**Dataset records:**
- - - -
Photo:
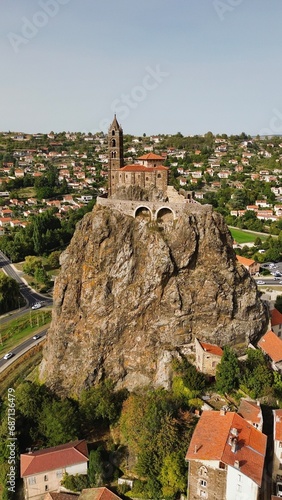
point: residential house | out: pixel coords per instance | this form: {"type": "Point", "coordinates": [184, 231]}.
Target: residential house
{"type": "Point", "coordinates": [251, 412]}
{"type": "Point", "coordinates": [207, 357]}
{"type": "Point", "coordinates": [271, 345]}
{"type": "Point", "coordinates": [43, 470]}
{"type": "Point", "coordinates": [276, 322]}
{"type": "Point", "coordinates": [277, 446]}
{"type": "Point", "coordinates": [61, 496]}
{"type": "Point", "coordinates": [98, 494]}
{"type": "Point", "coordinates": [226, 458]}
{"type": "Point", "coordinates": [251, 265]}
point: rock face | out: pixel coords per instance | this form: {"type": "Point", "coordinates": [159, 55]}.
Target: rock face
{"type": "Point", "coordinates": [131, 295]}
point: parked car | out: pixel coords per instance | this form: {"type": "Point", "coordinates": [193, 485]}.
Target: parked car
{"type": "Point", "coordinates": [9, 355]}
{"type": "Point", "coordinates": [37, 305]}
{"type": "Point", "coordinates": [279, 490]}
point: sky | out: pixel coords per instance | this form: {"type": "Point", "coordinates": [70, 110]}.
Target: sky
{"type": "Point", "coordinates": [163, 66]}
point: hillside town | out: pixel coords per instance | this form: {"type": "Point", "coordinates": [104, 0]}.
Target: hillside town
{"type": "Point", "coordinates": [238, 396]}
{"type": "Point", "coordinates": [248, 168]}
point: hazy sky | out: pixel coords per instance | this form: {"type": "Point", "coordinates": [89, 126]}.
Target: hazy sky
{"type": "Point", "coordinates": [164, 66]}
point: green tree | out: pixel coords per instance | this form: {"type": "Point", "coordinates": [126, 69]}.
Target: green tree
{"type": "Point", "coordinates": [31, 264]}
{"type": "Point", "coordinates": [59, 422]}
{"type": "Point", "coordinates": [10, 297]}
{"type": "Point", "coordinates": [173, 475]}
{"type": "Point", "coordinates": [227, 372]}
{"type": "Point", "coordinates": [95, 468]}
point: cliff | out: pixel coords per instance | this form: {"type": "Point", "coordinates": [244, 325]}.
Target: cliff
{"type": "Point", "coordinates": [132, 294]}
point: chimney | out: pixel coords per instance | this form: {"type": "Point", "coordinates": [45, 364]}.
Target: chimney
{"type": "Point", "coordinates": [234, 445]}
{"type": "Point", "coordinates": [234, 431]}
- - - -
**What this task involves:** From the line holding "point: sky |" through the last line above, reproduce each line exactly and add nothing.

**Task output:**
point: sky | out: pixel coords per instance | this form: {"type": "Point", "coordinates": [70, 110]}.
Target: sky
{"type": "Point", "coordinates": [163, 66]}
point: hillside town | out: pixel coords per instance | this form: {"type": "Point", "coordinates": [104, 0]}.
Target: hillside town
{"type": "Point", "coordinates": [238, 396]}
{"type": "Point", "coordinates": [248, 168]}
point: hazy sky | out: pixel coords per instance | this form: {"type": "Point", "coordinates": [89, 126]}.
Target: hazy sky
{"type": "Point", "coordinates": [164, 66]}
point: green tree | out: pixel coords per instance | this form: {"type": "Point", "coordinates": [126, 69]}.
Target: green tree
{"type": "Point", "coordinates": [31, 264]}
{"type": "Point", "coordinates": [59, 422]}
{"type": "Point", "coordinates": [10, 297]}
{"type": "Point", "coordinates": [173, 475]}
{"type": "Point", "coordinates": [227, 372]}
{"type": "Point", "coordinates": [95, 468]}
point: cliff | out: pixel coords per instance | this form: {"type": "Point", "coordinates": [244, 325]}.
Target: cliff
{"type": "Point", "coordinates": [132, 294]}
point: chimney | out: pixel coords per instance | this form: {"type": "Point", "coordinates": [45, 364]}.
Target: chimney
{"type": "Point", "coordinates": [234, 445]}
{"type": "Point", "coordinates": [234, 431]}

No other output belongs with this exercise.